**Your instructions**: Rewrite the material below, swapping "green leaf" for "yellow leaf" and keeping everything else the same.

**Dataset rows**:
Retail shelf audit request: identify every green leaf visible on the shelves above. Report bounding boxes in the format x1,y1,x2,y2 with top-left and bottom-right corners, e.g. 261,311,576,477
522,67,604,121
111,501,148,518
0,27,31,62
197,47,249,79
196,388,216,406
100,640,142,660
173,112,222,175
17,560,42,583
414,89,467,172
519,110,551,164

**Final result**:
Retail shelf audit request: identify every yellow leaf visible on the shelves above. Report bounding boxes in the format x1,y1,x2,y2 with top-left and bottom-right corners, e.g. 261,311,576,477
522,67,604,121
111,501,148,518
0,27,31,62
197,47,249,79
196,388,216,406
100,640,142,660
173,112,222,175
17,560,42,583
414,89,467,172
519,110,551,164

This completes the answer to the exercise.